> [Source document]:

=== Section Start ===

Prospective consecutive cohort analysis of 79 patients (67% male, median age 60 years, age range 34–87 years) included between 2000 and 2006. Lymphatic mapping consisted of preoperative lymphoscintigraphy, single photon emission computed tomography (SPECT/CT), and intraoperative use of a handheld gamma probe. Endpoints of the study were neck control rate, overall (OS), disease-specific (DSS), and disease-free survival (DFS).


Twenty-nine of 79 patients (37%) had positive sentinel nodes (SN). Six of 29 (21%) patients showed isolated tumor cells, 14/29 (48%) micrometastases, and 9/29 (31%) macrometastases. OS, DFS, and DSS at 5 years for the entire cohort were 80, 85, and 87%, for SN-negative patients were 88, 96, and 96%, and for SN-positive patients were 74, 73, and 77%, respectively. Only the difference in DSS achieved statistical significance. The neck control rate after 5 years was 96% in SN-negative and 74% in SN-positive patients. This difference was statistically significant.


SNB is a safe and accurate staging modality to select patients with clinically stage I/II OSCC with occult lymph node disease for elective neck dissection (END). The promising reported short-term results have been sustained by long-term follow-up. Patients with negative SN and no END achieve an excellent neck control rate which compares favorably with reports on primary END. The neck control rate in SN-negative patients is superior to that in SN-positive patients, which is reflected in superior DSS.

=== Section End ===

> [Tasks and exercises]:
a) Answer these questions from the study summary:
(i) How many patients were in the cohort?
(ii) What percentage of the patients with positive sentinel nodes showed micrometastases?
(iii) What was the neck control rate after 5 years in SN-negative patients?
b) Give the stretch of the study summary from "SNB is a safe" through "in superior DSS." again, renaming "neck control rate" as "regional control rate".
The listing has no connection to the study summary.

> [Dataset records]:
=== Section Start ===

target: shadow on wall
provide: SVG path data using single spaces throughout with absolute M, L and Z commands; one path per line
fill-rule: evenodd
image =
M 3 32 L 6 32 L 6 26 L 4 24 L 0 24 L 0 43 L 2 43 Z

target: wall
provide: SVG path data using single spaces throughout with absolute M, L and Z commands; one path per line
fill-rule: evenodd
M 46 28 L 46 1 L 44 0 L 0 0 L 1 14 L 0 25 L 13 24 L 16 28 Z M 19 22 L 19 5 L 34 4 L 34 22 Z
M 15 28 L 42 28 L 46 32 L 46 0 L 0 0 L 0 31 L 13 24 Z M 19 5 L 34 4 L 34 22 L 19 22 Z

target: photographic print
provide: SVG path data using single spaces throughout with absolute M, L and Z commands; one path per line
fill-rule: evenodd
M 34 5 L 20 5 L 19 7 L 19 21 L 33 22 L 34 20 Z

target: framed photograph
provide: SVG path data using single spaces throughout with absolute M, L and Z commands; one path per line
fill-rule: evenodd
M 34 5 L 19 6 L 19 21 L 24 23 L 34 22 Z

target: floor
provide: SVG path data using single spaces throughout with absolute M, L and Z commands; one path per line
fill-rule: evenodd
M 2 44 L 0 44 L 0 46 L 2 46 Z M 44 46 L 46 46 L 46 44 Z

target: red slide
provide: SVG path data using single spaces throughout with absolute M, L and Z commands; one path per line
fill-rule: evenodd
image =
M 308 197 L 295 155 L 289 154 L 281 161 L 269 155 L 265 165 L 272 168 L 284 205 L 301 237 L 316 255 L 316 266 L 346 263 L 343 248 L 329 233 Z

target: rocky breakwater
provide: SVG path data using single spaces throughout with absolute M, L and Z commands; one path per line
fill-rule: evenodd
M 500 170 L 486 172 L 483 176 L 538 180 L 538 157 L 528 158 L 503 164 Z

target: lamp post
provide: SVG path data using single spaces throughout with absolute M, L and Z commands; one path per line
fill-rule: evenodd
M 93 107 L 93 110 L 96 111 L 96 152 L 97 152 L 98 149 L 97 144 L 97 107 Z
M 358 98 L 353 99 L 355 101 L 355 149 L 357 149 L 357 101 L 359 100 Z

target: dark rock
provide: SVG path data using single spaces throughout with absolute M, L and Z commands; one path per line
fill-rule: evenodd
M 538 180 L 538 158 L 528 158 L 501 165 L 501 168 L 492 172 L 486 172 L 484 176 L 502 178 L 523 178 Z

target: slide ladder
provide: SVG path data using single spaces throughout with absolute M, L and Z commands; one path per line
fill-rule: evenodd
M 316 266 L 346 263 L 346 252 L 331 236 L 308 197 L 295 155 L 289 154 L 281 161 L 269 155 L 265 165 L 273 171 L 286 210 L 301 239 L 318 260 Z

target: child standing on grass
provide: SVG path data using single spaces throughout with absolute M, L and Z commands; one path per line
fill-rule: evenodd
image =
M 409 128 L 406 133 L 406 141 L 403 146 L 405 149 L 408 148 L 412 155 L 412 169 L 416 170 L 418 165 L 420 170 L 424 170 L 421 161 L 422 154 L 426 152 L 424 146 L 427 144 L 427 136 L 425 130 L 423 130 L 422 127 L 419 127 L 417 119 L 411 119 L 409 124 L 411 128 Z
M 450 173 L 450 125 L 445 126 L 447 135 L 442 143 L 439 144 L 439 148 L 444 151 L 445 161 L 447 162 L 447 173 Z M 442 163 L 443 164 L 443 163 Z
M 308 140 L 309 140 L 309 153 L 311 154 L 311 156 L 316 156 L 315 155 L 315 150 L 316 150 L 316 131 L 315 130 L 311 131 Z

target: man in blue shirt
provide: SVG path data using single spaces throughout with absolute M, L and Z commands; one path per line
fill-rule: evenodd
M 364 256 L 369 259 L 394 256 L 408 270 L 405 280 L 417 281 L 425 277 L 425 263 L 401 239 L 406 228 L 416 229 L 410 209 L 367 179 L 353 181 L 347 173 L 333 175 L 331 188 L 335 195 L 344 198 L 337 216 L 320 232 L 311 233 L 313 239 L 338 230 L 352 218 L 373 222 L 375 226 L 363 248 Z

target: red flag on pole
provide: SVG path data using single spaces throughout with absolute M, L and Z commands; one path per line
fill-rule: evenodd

=== Section End ===

> [Answers given]:
a)
(i) 79
(ii) 48% (14 of 29)
(iii) 96%

b)
SNB is a safe and accurate staging modality to select patients with clinically stage I/II OSCC with occult lymph node disease for elective neck dissection (END). The promising reported short-term results have been sustained by long-term follow-up. Patients with negative SN and no END achieve an excellent regional control rate which compares favorably with reports on primary END. The regional control rate in SN-negative patients is superior to that in SN-positive patients, which is reflected in superior DSS.